▶ EXCERPT PROVIDED:
A press release issued last week from the Representative Church Body (RCB) Library provides the nearest we've seen to a progress report about the Church of Ireland Parish Registers Digitization Project in four years. You can read it here.
Some contect and background... The RCB Library is the custodian of the surviving historical parish registers of the Church of Ireland, the vast majority of which have been accessible only tp researchers visiting the Library, which is based in Churchtown, Dublin 14. After decades of thumbing by zealous genealogists and historians, some of these have become very fragile, making their digitisation increasingly urgent.
In September 2018, the Library confirmed (see IGN blogpost) that state funding had been secured to start such a project and this would be carried out in-house and would result in the digital registers being freely available online, possibly on genealogy.ie (a free, state funded and managed database).
No timescale was given and no progress updates have since been provided to the public. I did, however, come across a report* from the RCB Library which outlined some of the behind-the-scenes steps taken in 2018-2019. These included the procurement and installation of a Lizard Book Scanner, the satisfactory completion of a 4-month pilot scanning programme that resulted in about 250 volumes of scanned registers, and the development and customisation of transcription software. It concluded that indexing of the data was expected to begin in 2020.
And then Covid-19 struck.
More than two years later, a visit from Catherine Martin, TD, Minister of the Department of Tourism, Culture, Arts, Gaeltacht, Sport and Media, the source of the funding for the Digitisation Project, finally took place at the Library (it had originally been scheduled for early 2020), hence last week's press release.
It gives us an up-to-date idea of how things are going and where they're headed, but the subject of timescale is still not mentioned and the 'end game' of researcher access to the digitised collection is rather ambiguously described in this statement: "Once digitized, the records can be made available on screen for viewing in the Library while the longer–term goal is to share them for the worldwide audience on the internet."
I've always understood that the project was specifically intended to result in free online access. Use of the phrase 'longer-term goal' suggests there is a separate shorter-term goal which has to be achieved first. I hope this isn't the case.
*The RCB Library's Report to the Church of Ireland's General Synod", published 2020. See pdf.

▶ LIST OF TASKS:
[1] Decide whether each statement below agrees with the text on the Church of Ireland parish registers project, and answer yes or no with the deciding words of the text quoted exactly. (a) The pilot scanning programme lasted four months. (b) The Minister's visit to the Library had first been planned for early 2020. (c) Last week's press release gives a timescale for the project.
[2] Set down the part of the text on the Church of Ireland parish registers project between "No timescale was" and "begin in 2020.", inclusive, without changing any words.

▶ INFORMATION PROVIDED:
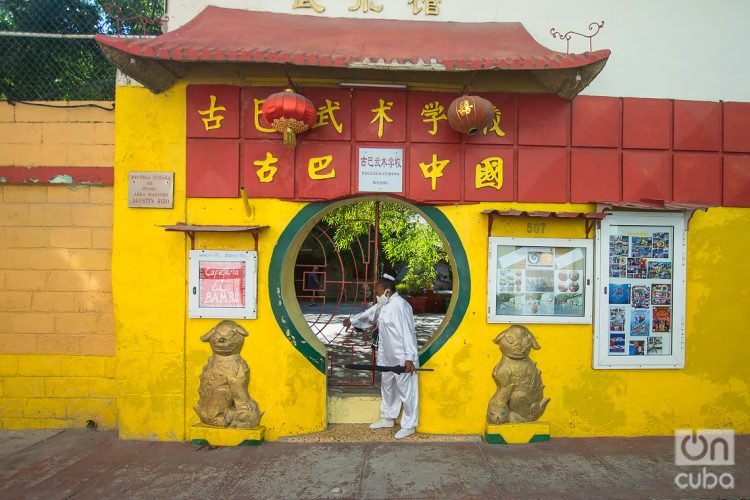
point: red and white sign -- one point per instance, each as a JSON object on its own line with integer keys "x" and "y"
{"x": 223, "y": 284}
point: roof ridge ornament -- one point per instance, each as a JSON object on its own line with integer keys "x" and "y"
{"x": 567, "y": 36}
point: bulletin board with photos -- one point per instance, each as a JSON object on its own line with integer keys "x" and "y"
{"x": 223, "y": 284}
{"x": 539, "y": 280}
{"x": 641, "y": 291}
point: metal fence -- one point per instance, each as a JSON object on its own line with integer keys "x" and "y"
{"x": 48, "y": 51}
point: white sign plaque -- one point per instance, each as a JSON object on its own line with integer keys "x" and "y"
{"x": 223, "y": 284}
{"x": 150, "y": 189}
{"x": 381, "y": 170}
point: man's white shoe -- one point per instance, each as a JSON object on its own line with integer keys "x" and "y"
{"x": 383, "y": 423}
{"x": 404, "y": 432}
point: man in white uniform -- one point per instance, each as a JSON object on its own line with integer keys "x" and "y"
{"x": 397, "y": 345}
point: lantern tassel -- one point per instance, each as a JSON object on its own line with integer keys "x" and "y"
{"x": 290, "y": 138}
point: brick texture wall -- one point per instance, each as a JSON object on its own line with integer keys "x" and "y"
{"x": 57, "y": 340}
{"x": 32, "y": 136}
{"x": 55, "y": 260}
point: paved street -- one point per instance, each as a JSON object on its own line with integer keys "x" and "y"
{"x": 326, "y": 322}
{"x": 80, "y": 464}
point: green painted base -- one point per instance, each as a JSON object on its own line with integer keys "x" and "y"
{"x": 202, "y": 435}
{"x": 530, "y": 432}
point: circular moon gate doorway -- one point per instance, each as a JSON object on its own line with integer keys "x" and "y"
{"x": 337, "y": 267}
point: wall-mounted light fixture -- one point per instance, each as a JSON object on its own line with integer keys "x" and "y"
{"x": 373, "y": 85}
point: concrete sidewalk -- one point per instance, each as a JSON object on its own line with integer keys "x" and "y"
{"x": 81, "y": 464}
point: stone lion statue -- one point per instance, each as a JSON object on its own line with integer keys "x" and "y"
{"x": 520, "y": 392}
{"x": 223, "y": 397}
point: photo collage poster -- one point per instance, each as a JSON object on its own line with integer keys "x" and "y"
{"x": 640, "y": 290}
{"x": 540, "y": 281}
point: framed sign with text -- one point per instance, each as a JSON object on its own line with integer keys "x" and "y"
{"x": 540, "y": 280}
{"x": 640, "y": 320}
{"x": 223, "y": 284}
{"x": 381, "y": 170}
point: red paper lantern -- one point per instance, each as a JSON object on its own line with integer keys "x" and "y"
{"x": 290, "y": 114}
{"x": 470, "y": 113}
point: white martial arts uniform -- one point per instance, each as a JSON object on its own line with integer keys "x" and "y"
{"x": 397, "y": 344}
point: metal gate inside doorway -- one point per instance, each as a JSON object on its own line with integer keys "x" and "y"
{"x": 333, "y": 284}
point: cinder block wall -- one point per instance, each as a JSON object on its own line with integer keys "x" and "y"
{"x": 57, "y": 342}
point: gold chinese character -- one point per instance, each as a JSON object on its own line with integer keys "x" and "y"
{"x": 308, "y": 4}
{"x": 316, "y": 165}
{"x": 325, "y": 113}
{"x": 431, "y": 7}
{"x": 489, "y": 173}
{"x": 495, "y": 125}
{"x": 213, "y": 121}
{"x": 267, "y": 169}
{"x": 432, "y": 112}
{"x": 433, "y": 170}
{"x": 365, "y": 5}
{"x": 258, "y": 103}
{"x": 381, "y": 115}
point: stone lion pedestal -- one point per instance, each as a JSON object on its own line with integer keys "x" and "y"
{"x": 528, "y": 432}
{"x": 514, "y": 410}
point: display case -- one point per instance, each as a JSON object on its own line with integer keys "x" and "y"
{"x": 539, "y": 280}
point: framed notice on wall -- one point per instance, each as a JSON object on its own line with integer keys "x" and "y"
{"x": 640, "y": 291}
{"x": 223, "y": 284}
{"x": 539, "y": 280}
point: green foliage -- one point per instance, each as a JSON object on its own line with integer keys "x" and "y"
{"x": 43, "y": 68}
{"x": 405, "y": 237}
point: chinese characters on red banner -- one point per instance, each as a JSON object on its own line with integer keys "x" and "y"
{"x": 434, "y": 162}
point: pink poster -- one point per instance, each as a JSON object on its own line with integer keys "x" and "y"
{"x": 222, "y": 284}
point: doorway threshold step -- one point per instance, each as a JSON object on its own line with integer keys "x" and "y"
{"x": 361, "y": 433}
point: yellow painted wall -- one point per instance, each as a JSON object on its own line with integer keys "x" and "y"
{"x": 160, "y": 355}
{"x": 157, "y": 345}
{"x": 57, "y": 341}
{"x": 711, "y": 392}
{"x": 57, "y": 134}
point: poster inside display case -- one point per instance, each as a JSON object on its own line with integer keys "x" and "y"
{"x": 641, "y": 291}
{"x": 539, "y": 280}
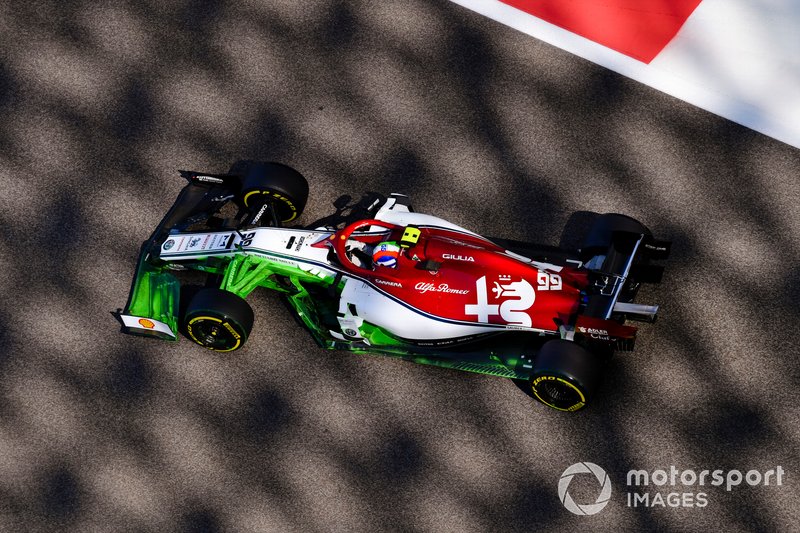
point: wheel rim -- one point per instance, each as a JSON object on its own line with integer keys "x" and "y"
{"x": 214, "y": 333}
{"x": 558, "y": 393}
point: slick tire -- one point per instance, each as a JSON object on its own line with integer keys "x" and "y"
{"x": 218, "y": 320}
{"x": 279, "y": 184}
{"x": 565, "y": 375}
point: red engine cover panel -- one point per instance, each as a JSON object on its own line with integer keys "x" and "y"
{"x": 476, "y": 281}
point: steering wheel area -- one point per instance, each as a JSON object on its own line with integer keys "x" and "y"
{"x": 341, "y": 238}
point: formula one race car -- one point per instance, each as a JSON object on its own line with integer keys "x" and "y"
{"x": 385, "y": 279}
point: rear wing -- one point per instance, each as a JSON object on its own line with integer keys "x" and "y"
{"x": 629, "y": 258}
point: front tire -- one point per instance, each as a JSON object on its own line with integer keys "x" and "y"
{"x": 276, "y": 183}
{"x": 565, "y": 375}
{"x": 218, "y": 320}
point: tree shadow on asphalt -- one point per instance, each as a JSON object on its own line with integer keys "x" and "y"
{"x": 599, "y": 113}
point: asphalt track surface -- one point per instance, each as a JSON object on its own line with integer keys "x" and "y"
{"x": 479, "y": 124}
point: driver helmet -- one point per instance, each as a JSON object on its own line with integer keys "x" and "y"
{"x": 386, "y": 254}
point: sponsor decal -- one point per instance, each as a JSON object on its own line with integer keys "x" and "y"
{"x": 548, "y": 282}
{"x": 600, "y": 334}
{"x": 468, "y": 258}
{"x": 514, "y": 298}
{"x": 442, "y": 287}
{"x": 209, "y": 179}
{"x": 247, "y": 239}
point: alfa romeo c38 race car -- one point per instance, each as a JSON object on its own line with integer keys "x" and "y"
{"x": 385, "y": 279}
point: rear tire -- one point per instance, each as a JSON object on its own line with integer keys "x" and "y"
{"x": 218, "y": 320}
{"x": 565, "y": 375}
{"x": 282, "y": 185}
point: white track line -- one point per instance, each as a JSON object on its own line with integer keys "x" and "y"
{"x": 739, "y": 59}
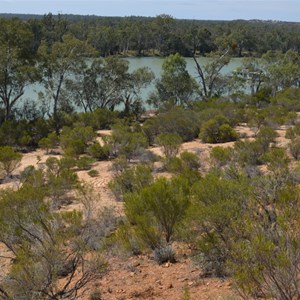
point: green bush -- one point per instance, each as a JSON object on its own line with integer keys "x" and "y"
{"x": 49, "y": 142}
{"x": 170, "y": 142}
{"x": 266, "y": 136}
{"x": 93, "y": 173}
{"x": 220, "y": 156}
{"x": 183, "y": 122}
{"x": 98, "y": 152}
{"x": 75, "y": 141}
{"x": 124, "y": 141}
{"x": 131, "y": 180}
{"x": 248, "y": 153}
{"x": 9, "y": 159}
{"x": 185, "y": 163}
{"x": 217, "y": 130}
{"x": 84, "y": 162}
{"x": 217, "y": 204}
{"x": 157, "y": 210}
{"x": 294, "y": 147}
{"x": 293, "y": 132}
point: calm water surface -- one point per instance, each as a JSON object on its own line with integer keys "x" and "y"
{"x": 155, "y": 64}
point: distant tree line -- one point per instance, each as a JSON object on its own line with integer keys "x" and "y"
{"x": 163, "y": 35}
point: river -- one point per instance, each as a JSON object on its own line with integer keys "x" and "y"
{"x": 155, "y": 64}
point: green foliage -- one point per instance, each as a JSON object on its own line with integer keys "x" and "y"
{"x": 288, "y": 98}
{"x": 125, "y": 142}
{"x": 98, "y": 152}
{"x": 131, "y": 180}
{"x": 220, "y": 156}
{"x": 9, "y": 159}
{"x": 49, "y": 142}
{"x": 217, "y": 204}
{"x": 266, "y": 136}
{"x": 186, "y": 294}
{"x": 217, "y": 130}
{"x": 98, "y": 119}
{"x": 75, "y": 141}
{"x": 277, "y": 161}
{"x": 293, "y": 132}
{"x": 93, "y": 173}
{"x": 248, "y": 153}
{"x": 170, "y": 142}
{"x": 187, "y": 162}
{"x": 183, "y": 122}
{"x": 61, "y": 178}
{"x": 156, "y": 210}
{"x": 47, "y": 246}
{"x": 175, "y": 86}
{"x": 294, "y": 147}
{"x": 265, "y": 261}
{"x": 84, "y": 162}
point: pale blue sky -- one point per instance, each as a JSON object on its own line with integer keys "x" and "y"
{"x": 286, "y": 10}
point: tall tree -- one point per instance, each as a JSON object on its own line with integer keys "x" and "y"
{"x": 175, "y": 85}
{"x": 16, "y": 65}
{"x": 57, "y": 64}
{"x": 210, "y": 77}
{"x": 107, "y": 83}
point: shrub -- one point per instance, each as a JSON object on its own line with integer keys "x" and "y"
{"x": 294, "y": 147}
{"x": 164, "y": 254}
{"x": 9, "y": 159}
{"x": 217, "y": 203}
{"x": 156, "y": 210}
{"x": 265, "y": 136}
{"x": 293, "y": 132}
{"x": 98, "y": 152}
{"x": 84, "y": 162}
{"x": 221, "y": 156}
{"x": 183, "y": 122}
{"x": 75, "y": 141}
{"x": 248, "y": 153}
{"x": 186, "y": 162}
{"x": 170, "y": 142}
{"x": 125, "y": 142}
{"x": 93, "y": 173}
{"x": 49, "y": 142}
{"x": 217, "y": 130}
{"x": 131, "y": 180}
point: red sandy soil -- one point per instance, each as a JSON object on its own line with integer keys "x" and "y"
{"x": 140, "y": 277}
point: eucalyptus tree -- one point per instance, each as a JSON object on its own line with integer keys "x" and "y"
{"x": 16, "y": 64}
{"x": 56, "y": 64}
{"x": 212, "y": 82}
{"x": 106, "y": 83}
{"x": 282, "y": 69}
{"x": 175, "y": 86}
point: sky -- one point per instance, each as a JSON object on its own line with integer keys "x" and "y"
{"x": 283, "y": 10}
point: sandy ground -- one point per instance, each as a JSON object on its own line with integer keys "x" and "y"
{"x": 140, "y": 277}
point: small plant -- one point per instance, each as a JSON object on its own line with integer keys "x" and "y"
{"x": 9, "y": 159}
{"x": 186, "y": 294}
{"x": 220, "y": 156}
{"x": 217, "y": 130}
{"x": 93, "y": 173}
{"x": 98, "y": 152}
{"x": 95, "y": 295}
{"x": 49, "y": 142}
{"x": 84, "y": 163}
{"x": 170, "y": 142}
{"x": 164, "y": 254}
{"x": 294, "y": 147}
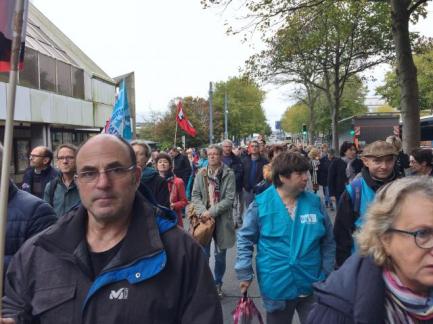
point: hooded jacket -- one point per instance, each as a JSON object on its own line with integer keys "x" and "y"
{"x": 222, "y": 211}
{"x": 354, "y": 294}
{"x": 159, "y": 275}
{"x": 346, "y": 220}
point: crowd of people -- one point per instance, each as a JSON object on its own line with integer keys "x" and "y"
{"x": 102, "y": 237}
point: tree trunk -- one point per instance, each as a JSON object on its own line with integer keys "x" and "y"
{"x": 312, "y": 121}
{"x": 407, "y": 75}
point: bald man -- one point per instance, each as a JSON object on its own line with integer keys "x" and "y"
{"x": 116, "y": 259}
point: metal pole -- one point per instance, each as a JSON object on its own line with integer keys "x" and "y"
{"x": 226, "y": 127}
{"x": 210, "y": 114}
{"x": 175, "y": 135}
{"x": 7, "y": 149}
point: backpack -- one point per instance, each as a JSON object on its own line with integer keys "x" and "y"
{"x": 355, "y": 195}
{"x": 53, "y": 185}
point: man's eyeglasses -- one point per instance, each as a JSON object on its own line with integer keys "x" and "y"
{"x": 423, "y": 238}
{"x": 36, "y": 155}
{"x": 65, "y": 158}
{"x": 112, "y": 174}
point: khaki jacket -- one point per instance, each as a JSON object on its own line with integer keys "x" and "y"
{"x": 222, "y": 212}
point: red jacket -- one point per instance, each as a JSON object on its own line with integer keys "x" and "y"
{"x": 178, "y": 200}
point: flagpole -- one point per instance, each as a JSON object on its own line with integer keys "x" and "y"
{"x": 7, "y": 145}
{"x": 175, "y": 135}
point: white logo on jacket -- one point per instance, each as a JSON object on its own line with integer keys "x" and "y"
{"x": 122, "y": 293}
{"x": 308, "y": 219}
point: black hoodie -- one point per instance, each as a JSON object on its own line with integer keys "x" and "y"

▶ LIST OF SOLUTIONS:
[1]
(a) Yes: "the satisfactory completion of a 4-month pilot scanning programme"
(b) Yes: "(it had originally been scheduled for early 2020)"
(c) No: "the subject of timescale is still not mentioned"

[2]
No timescale was given and no progress updates have since been provided to the public. I did, however, come across a report* from the RCB Library which outlined some of the behind-the-scenes steps taken in 2018-2019. These included the procurement and installation of a Lizard Book Scanner, the satisfactory completion of a 4-month pilot scanning programme that resulted in about 250 volumes of scanned registers, and the development and customisation of transcription software. It concluded that indexing of the data was expected to begin in 2020.